Copy every one of the following rows word for word, changing nothing.

Location annotation dataset excerpts:

______________________________

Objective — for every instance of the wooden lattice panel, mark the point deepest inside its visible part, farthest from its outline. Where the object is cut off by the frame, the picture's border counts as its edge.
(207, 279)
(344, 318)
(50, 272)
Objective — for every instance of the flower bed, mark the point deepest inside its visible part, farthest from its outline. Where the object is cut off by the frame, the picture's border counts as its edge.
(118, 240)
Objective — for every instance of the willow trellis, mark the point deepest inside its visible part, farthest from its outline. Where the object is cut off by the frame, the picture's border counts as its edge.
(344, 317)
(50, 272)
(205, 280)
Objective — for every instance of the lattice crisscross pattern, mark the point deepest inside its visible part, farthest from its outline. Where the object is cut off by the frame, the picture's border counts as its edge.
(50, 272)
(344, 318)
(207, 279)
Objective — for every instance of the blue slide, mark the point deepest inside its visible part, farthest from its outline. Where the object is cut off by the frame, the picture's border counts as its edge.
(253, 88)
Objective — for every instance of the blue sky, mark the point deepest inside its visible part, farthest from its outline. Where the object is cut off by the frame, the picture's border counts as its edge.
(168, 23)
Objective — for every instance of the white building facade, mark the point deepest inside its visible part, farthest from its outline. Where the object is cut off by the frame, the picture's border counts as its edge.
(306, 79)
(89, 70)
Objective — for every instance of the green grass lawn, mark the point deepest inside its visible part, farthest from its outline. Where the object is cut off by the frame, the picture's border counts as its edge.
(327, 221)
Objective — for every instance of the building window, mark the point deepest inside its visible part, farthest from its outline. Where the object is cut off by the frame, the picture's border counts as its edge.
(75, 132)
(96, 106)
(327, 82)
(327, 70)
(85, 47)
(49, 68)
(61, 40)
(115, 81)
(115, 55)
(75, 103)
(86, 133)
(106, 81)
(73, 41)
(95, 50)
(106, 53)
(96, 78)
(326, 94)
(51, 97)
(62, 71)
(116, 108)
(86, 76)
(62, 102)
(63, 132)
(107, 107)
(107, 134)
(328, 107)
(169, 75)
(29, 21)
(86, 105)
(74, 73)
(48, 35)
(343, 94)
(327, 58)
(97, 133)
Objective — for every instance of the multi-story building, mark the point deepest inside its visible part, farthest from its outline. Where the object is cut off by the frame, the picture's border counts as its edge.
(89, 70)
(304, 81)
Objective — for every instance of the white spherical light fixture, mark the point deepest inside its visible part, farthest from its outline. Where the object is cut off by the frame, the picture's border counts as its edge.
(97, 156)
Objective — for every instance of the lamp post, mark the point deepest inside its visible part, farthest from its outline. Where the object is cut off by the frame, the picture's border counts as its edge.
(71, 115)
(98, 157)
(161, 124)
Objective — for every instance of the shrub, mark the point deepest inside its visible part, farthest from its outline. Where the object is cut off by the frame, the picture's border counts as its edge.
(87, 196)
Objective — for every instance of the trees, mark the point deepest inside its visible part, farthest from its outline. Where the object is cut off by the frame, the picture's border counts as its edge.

______________________________

• [The response]
Objective — for every instance of the wooden lattice panel, mark the point deepest inside its visible part, farthest from its outline. Where the object is cut off by the frame, the picture's border counts as its edge.
(207, 279)
(344, 318)
(50, 272)
Objective — for every instance of the flower bed, mark the point deepest inside its visible part, farthest from its outline. Where the object is cut off by the frame, the picture's border counts as its edge.
(118, 240)
Objective — for every instance of the willow trellis, mark the point deepest inside its visible part, farthest from its outline. Where the object is cut off by the frame, the picture's border counts as its edge.
(344, 317)
(50, 272)
(205, 280)
Objective — for every instance of the lattice crisscross pattern, mark the point deepest inside its visible part, farthest from its outline. Where the object is cut off by the frame, the picture's border counts as its edge.
(50, 272)
(344, 318)
(207, 279)
Objective — for every instance of the blue slide, mark the point deepest inside its visible part, farthest from its outline. Where the object is cut off by the frame, the picture's border counts as its edge.
(253, 88)
Objective — for every instance of the blue sky, mark the point deepest inside its visible part, farthest from its outline. Where the object is cut off by the frame, the picture's border counts as its edge.
(168, 23)
Objective — for every instance of the white building facade, mark the point deepest inside its visible part, farthest from its outline. Where the object is cut off by the frame, the picture's border counts as its edge.
(306, 79)
(89, 70)
Objective — for every instance of the green grass lawn, mark the point deepest inside its visible part, farthest from its outline. Where the object is cut off by the frame, the picture's border counts as its edge.
(327, 221)
Objective — for every instance of the building window, mark the point deepest inside its visible part, farthest from its outline. Where the object is cut off by the frame, the picture's border counts as its edge.
(75, 132)
(96, 106)
(327, 82)
(327, 70)
(85, 47)
(49, 68)
(61, 40)
(115, 81)
(115, 55)
(75, 103)
(86, 133)
(106, 81)
(73, 41)
(95, 50)
(106, 53)
(96, 78)
(326, 94)
(51, 97)
(62, 71)
(116, 108)
(86, 76)
(62, 102)
(63, 132)
(107, 107)
(107, 134)
(328, 107)
(169, 75)
(29, 21)
(86, 105)
(74, 73)
(48, 35)
(343, 94)
(327, 58)
(97, 133)
Objective — for every instance of the multi-story building, mark the point deepest inside its visible part, farthest from its outline. Where the object is cut off by the frame, the picture's border counts as its edge.
(89, 70)
(304, 81)
Objective — for every instance of the white spherical light fixture, mark the point deepest inside its visible part, farthest from its outline. Where the object is cut off by the frame, the picture's border counts as its edge.
(97, 156)
Objective — for every instance of the lamp post, mark the point deepest inside its visible part, farthest from its outline. Where the object is cut off by the frame, the picture's border counts as its edge.
(71, 115)
(98, 157)
(161, 124)
Objective — for every instance of the shrub, mark the point deepest inside its visible part, farthest from its outline. Where the object is cut off by the frame, the picture's border counts as its edge.
(87, 196)
Objective — for every instance of the trees, mark the point deepest inside its visible part, farthest from its outline. Where the object is cut off by the frame, the picture's border counts as its edge.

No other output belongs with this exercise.